Job. Copy these lines word for word, keeping everything as it is.
────────────────────────────────────────
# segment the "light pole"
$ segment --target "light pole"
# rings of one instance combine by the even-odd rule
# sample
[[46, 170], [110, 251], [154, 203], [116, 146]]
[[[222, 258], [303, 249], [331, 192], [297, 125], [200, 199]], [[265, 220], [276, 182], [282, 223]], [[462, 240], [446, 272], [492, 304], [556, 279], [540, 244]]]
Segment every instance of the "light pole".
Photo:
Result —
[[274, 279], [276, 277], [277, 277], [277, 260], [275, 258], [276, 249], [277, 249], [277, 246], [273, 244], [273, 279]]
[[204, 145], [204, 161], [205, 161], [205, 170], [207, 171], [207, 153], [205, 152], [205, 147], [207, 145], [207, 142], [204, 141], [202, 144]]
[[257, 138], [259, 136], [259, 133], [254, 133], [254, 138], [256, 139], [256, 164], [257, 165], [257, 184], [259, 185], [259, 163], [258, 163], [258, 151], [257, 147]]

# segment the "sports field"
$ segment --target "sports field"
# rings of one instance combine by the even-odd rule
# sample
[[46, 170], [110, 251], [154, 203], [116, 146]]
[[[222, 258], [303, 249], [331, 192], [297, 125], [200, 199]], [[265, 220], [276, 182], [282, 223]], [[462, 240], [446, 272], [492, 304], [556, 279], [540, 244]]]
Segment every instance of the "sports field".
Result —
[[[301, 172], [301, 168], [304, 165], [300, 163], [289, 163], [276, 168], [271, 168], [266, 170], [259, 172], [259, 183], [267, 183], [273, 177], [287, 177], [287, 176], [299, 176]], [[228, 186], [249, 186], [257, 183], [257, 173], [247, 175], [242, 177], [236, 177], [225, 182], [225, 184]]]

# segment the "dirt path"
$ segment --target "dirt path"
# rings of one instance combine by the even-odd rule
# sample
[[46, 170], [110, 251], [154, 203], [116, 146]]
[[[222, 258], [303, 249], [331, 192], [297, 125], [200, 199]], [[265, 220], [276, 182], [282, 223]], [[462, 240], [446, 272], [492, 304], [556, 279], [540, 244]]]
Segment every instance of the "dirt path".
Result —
────────────────────────────────────────
Response.
# segment the "light pole"
$ segment --target "light pole"
# rings of one instance combine by the even-odd rule
# sample
[[46, 170], [110, 251], [154, 203], [116, 146]]
[[[222, 258], [303, 249], [331, 192], [297, 125], [200, 199]], [[265, 220], [276, 182], [282, 223]], [[462, 240], [446, 272], [492, 304], [556, 279], [540, 244]]]
Segment every instance of the "light pole".
Photo:
Result —
[[274, 279], [276, 277], [277, 277], [277, 260], [275, 258], [276, 249], [277, 249], [277, 246], [273, 244], [273, 279]]
[[204, 145], [204, 161], [205, 161], [205, 170], [207, 171], [207, 153], [205, 152], [205, 147], [207, 145], [207, 142], [204, 141], [202, 144]]
[[257, 138], [259, 136], [259, 133], [254, 133], [254, 138], [256, 139], [256, 164], [257, 165], [257, 184], [259, 185], [259, 163], [258, 163], [258, 151], [257, 147]]

# segment the "sports field"
$ segment --target "sports field"
# rings of one instance combine by the even-odd rule
# sample
[[46, 170], [110, 251], [154, 203], [116, 146]]
[[[222, 258], [303, 249], [331, 192], [297, 125], [200, 199]], [[265, 220], [276, 182], [282, 223]], [[462, 240], [446, 272], [492, 304], [556, 279], [540, 244]]]
Segment every instance of the "sports field".
Result —
[[[301, 172], [301, 168], [304, 165], [300, 163], [289, 163], [276, 168], [271, 168], [266, 170], [259, 172], [259, 183], [267, 183], [273, 177], [287, 177], [287, 176], [299, 176]], [[228, 186], [249, 186], [257, 183], [257, 173], [247, 175], [242, 177], [236, 177], [225, 182], [225, 184]]]

# segment the "dirt path"
$ segment --target "dirt path"
# rings of one instance combine by the even-odd rule
# sample
[[46, 170], [110, 251], [154, 203], [116, 146]]
[[[222, 258], [303, 249], [331, 192], [297, 125], [200, 199]], [[265, 220], [276, 182], [282, 223]], [[462, 240], [446, 272], [492, 304], [556, 279], [540, 244]]]
Segment every instance of the "dirt path".
Result —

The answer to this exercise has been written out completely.